§ Exercise
Starting with the line that holds "Question. Put a dot on every instance of the metal sign", copy out each remaining line of the listing below, up to and including the last one, and include nothing else.
------------------------------------
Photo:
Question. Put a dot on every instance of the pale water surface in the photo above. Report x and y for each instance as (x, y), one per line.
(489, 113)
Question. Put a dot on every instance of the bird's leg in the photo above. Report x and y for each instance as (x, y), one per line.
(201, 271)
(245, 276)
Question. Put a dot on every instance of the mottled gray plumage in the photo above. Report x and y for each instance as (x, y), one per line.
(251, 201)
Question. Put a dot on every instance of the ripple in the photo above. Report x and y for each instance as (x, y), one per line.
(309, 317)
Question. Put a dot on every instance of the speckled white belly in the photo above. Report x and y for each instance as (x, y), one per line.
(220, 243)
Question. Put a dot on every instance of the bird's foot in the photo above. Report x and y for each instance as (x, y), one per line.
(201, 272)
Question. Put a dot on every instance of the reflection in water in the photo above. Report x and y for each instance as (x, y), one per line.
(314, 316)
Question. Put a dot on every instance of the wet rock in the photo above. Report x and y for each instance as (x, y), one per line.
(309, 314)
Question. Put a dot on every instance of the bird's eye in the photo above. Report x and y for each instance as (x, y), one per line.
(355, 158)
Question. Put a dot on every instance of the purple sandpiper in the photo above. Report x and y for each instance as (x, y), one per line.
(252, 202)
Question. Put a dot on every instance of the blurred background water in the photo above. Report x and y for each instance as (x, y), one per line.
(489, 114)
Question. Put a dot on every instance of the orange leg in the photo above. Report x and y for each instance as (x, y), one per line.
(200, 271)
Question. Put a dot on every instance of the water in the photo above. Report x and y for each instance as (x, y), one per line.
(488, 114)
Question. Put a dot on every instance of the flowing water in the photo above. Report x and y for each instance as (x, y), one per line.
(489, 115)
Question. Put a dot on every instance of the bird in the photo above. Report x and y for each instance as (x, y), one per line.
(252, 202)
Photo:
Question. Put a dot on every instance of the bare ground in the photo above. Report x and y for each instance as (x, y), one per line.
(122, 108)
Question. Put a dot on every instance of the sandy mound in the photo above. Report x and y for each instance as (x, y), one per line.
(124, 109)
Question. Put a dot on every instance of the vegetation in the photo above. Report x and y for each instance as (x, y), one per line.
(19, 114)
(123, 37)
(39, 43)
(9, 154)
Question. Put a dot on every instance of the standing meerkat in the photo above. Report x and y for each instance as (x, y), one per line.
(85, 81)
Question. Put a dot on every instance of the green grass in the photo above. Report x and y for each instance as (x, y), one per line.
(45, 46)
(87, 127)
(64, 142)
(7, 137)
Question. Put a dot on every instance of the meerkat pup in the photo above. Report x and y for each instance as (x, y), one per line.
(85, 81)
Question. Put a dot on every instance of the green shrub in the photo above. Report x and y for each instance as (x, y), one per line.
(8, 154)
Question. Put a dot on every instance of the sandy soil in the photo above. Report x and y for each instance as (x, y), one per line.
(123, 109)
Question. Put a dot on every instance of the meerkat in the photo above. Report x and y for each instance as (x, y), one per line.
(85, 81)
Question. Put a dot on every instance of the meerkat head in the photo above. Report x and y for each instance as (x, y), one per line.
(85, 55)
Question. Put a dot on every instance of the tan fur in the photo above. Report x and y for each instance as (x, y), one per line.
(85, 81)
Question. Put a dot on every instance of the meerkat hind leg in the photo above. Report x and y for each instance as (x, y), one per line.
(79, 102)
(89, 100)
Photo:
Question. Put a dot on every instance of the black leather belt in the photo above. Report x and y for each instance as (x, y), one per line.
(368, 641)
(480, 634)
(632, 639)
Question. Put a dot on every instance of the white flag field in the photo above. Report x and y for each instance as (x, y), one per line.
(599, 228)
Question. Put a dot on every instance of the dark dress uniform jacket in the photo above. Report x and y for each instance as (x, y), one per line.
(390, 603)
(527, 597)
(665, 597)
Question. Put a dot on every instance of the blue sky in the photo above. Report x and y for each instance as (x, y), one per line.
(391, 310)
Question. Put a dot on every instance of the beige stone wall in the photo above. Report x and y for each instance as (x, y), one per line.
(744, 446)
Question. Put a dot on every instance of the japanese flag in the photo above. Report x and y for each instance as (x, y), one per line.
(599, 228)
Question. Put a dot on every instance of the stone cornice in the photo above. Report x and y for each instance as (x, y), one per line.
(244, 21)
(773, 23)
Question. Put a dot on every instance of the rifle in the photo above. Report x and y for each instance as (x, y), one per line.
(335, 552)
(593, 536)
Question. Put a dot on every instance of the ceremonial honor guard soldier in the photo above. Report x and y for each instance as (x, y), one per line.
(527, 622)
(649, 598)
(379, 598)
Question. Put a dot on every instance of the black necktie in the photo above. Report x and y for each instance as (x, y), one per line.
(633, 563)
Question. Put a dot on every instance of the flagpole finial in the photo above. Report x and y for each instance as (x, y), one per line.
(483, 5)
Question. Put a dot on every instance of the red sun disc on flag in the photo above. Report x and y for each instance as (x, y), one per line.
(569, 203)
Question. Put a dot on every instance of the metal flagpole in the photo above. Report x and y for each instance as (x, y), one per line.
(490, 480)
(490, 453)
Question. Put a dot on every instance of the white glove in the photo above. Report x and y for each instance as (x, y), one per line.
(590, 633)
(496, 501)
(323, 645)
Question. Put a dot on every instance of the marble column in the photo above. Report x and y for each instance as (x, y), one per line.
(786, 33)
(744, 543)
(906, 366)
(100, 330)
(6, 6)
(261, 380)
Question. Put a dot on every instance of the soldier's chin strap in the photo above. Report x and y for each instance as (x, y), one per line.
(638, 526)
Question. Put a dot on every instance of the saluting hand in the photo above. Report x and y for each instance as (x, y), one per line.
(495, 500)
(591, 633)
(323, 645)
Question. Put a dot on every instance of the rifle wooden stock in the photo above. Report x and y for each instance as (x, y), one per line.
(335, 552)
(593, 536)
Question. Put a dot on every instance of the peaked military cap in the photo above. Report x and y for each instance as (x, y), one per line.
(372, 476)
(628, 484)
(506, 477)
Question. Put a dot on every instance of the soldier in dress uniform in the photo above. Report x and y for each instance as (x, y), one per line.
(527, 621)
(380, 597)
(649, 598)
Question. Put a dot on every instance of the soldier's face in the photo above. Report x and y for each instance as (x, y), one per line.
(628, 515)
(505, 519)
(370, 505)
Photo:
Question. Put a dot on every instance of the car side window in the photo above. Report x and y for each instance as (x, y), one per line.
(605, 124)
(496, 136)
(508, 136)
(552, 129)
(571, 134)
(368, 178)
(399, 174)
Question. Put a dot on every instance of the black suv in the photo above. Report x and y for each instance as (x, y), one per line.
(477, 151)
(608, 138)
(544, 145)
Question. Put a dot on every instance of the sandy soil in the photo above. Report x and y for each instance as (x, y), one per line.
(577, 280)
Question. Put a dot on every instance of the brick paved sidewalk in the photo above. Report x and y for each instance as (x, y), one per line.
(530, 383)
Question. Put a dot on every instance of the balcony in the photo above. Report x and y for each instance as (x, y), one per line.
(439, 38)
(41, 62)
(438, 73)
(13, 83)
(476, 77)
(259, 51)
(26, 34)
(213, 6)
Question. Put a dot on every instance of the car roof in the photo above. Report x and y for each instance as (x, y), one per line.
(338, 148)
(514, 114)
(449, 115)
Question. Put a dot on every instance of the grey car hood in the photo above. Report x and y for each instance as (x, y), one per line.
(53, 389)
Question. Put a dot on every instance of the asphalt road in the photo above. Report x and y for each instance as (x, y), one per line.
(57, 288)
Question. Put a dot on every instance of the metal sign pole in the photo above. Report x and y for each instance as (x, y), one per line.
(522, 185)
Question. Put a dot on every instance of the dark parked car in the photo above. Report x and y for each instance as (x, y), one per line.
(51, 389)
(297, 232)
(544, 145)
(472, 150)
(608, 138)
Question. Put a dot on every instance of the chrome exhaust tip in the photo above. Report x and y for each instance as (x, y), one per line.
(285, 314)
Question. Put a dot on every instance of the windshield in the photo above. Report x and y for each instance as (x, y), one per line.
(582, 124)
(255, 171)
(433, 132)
------------------------------------
§ Task output
Question. Put a dot on every instance of the metal sign pole in the photo above. Report x and y for each instance as (x, y), one per line.
(522, 185)
Question. Put a dot on every instance of the dark parked car in the photo above. Report x and y for each instance as (x, y), one per line.
(51, 389)
(297, 232)
(544, 145)
(472, 150)
(608, 138)
Question. Put a dot on every instance of the chrome exhaust tip in the photo above. Report x and y for each instance as (x, y), one per line.
(285, 314)
Question. Put a dot on every instance of the windshield in the photo above. Report x and y for each instance as (x, y), one per line.
(582, 124)
(255, 171)
(433, 132)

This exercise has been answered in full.